Records provided:
=== Begin Enclosure ===

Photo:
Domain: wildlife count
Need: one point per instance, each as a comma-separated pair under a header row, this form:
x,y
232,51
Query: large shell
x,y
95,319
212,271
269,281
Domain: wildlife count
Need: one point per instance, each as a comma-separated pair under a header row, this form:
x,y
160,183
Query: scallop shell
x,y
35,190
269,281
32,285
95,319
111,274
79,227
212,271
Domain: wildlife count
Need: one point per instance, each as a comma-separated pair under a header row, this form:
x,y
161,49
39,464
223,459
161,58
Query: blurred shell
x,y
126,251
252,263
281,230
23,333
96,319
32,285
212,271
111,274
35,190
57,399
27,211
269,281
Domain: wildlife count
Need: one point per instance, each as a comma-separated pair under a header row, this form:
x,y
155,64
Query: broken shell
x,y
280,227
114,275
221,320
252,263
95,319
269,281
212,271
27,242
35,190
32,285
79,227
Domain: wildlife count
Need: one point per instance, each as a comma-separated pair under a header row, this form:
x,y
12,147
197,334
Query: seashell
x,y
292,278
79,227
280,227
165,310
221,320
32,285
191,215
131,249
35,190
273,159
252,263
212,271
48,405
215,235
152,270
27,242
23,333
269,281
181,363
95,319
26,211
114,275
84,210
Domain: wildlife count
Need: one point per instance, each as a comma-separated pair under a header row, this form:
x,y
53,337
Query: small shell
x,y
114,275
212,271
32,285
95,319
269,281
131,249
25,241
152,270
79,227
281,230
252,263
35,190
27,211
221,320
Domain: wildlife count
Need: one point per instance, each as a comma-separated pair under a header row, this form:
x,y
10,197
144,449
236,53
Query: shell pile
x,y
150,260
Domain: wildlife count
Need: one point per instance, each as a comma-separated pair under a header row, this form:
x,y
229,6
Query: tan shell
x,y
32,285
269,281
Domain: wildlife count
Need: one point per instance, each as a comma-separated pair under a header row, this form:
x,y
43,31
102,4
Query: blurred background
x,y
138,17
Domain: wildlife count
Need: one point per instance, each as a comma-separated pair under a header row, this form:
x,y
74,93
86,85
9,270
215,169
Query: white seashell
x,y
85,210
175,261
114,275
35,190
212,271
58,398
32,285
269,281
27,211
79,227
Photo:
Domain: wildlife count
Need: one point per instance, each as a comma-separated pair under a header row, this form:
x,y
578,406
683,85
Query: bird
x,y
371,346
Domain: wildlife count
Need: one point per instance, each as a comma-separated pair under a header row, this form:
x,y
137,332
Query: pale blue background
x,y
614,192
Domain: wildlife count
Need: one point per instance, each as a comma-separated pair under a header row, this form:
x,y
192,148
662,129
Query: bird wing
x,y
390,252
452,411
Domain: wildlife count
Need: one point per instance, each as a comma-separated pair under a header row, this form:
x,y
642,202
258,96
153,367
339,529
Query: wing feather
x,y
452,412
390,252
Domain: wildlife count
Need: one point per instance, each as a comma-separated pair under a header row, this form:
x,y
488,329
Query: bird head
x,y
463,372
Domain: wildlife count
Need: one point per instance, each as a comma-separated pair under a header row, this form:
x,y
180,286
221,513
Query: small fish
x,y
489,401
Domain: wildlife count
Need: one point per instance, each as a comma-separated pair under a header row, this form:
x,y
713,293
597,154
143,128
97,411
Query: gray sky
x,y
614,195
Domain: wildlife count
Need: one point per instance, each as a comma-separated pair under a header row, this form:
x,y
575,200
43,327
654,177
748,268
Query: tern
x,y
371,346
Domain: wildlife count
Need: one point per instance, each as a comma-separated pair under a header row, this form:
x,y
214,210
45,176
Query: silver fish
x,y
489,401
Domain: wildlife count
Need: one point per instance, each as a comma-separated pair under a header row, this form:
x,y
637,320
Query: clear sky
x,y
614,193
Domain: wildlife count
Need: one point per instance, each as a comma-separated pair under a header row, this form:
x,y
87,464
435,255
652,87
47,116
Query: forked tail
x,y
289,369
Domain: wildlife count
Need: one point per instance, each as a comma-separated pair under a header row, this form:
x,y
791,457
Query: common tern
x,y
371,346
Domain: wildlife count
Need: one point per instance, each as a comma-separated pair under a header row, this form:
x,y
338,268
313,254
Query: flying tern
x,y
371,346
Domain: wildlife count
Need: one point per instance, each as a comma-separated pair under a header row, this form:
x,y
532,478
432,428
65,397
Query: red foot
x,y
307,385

=== End Enclosure ===

Set down each entry exactly as it appears above.

Answer box:
Photo:
Domain: wildlife count
Need: one point per instance, each as a comma-separated pair under a header row, this form:
x,y
232,51
Query: large shell
x,y
95,319
212,271
269,281
Domain: wildlife count
Need: one point per instance, each as a comma-separated pair under a header row, this form:
x,y
160,183
Query: scallop shell
x,y
35,190
269,281
32,285
95,319
111,274
79,227
212,271
Domain: wildlife count
Need: one point per instance, each as a comma-separated pair under a header row, this form:
x,y
161,49
39,464
223,459
161,58
Query: blurred shell
x,y
126,251
252,263
281,230
23,333
96,319
32,285
212,271
111,274
35,190
57,399
27,211
269,281
Domain: wildlife count
Need: one point per instance, each as a comma-separated pair under a header row, this form:
x,y
155,64
Query: broken shell
x,y
280,227
114,275
221,320
252,263
95,319
269,281
212,271
27,242
35,190
32,285
79,227
Domain: wildlife count
Need: one point per instance, each as a comma-separated pair under a header row, this form:
x,y
12,147
197,334
Query: seashell
x,y
292,278
79,227
280,227
165,310
221,320
32,285
191,215
131,249
35,190
273,159
252,263
212,271
48,405
215,235
152,270
27,242
23,333
269,281
181,363
95,319
26,211
114,275
84,210
Domain: wildlife count
Need: one point per instance, each as a comma-separated pair under a header row, this form:
x,y
53,337
Query: small shell
x,y
114,275
212,271
32,285
95,319
269,281
131,249
25,241
152,270
79,227
281,230
252,263
35,190
27,211
221,320
Domain: wildlife count
Need: one point per instance, each as a comma-separated pair under a header row, this form:
x,y
10,197
144,449
236,53
Query: shell pile
x,y
150,260
Domain: wildlife count
Need: one point per instance, each as a comma-separated pair under a header row, this form:
x,y
229,6
Query: tan shell
x,y
32,285
269,281
Domain: wildlife count
Need: one point per instance, each as a comma-separated pair under a header row, this form:
x,y
43,31
102,4
Query: blurred background
x,y
138,17
Domain: wildlife count
Need: one point per instance, each as a comma-separated pair under a header row, this form:
x,y
74,93
86,85
9,270
215,169
Query: white seashell
x,y
85,210
175,261
114,275
35,190
212,271
58,398
32,285
269,281
27,211
79,227
Photo:
Domain: wildlife count
Need: one point per instance, each as a comma-separated pair under a header row, this form:
x,y
578,406
683,85
Query: bird
x,y
371,346
Domain: wildlife count
Need: one point per instance, each as a comma-separated pair under a header row, this form:
x,y
137,332
Query: pale blue background
x,y
614,192
Domain: wildlife count
Need: one point per instance, each as a comma-separated pair under a header row, this form:
x,y
192,148
662,129
Query: bird wing
x,y
390,252
452,411
Domain: wildlife count
Need: one point per instance, each as a comma-separated pair under a header row, this form:
x,y
642,202
258,96
153,367
339,529
Query: wing feather
x,y
452,412
390,252
Domain: wildlife count
Need: one point per instance, each as a comma-separated pair under a header row, this form:
x,y
488,329
Query: bird head
x,y
463,372
Domain: wildlife count
Need: one point per instance, each as a comma-separated pair under a header row, this form:
x,y
180,286
221,513
Query: small fish
x,y
489,401
Domain: wildlife count
Need: one point per instance, each as a comma-separated pair under a header row, this form:
x,y
713,293
597,154
143,128
97,411
Query: gray sky
x,y
614,195
Domain: wildlife count
Need: one point per instance, each as a comma-separated pair under a header row, this form:
x,y
575,200
43,327
654,177
748,268
Query: tern
x,y
371,346
Domain: wildlife count
Need: one point per instance, each as a comma-separated pair under a header row, this form:
x,y
214,210
45,176
Query: silver fish
x,y
489,401
Domain: wildlife count
Need: one point per instance, each as a comma-separated pair under a header row, this form:
x,y
637,320
Query: clear sky
x,y
614,193
Domain: wildlife count
Need: one point per instance, each as a comma-separated pair under a header row, this form:
x,y
87,464
435,255
652,87
47,116
Query: forked tail
x,y
289,369
Domain: wildlife count
Need: one point per instance, each as a comma-separated pair under a header row, this form:
x,y
791,457
Query: common tern
x,y
371,346
Domain: wildlife count
Need: one point per instance, each as a comma-separated pair under a header row, this form:
x,y
338,268
313,254
Query: flying tern
x,y
371,346
Domain: wildlife count
Need: one point per instance, each as a comma-separated pair under a header row, this form:
x,y
532,478
432,428
65,397
Query: red foot
x,y
307,385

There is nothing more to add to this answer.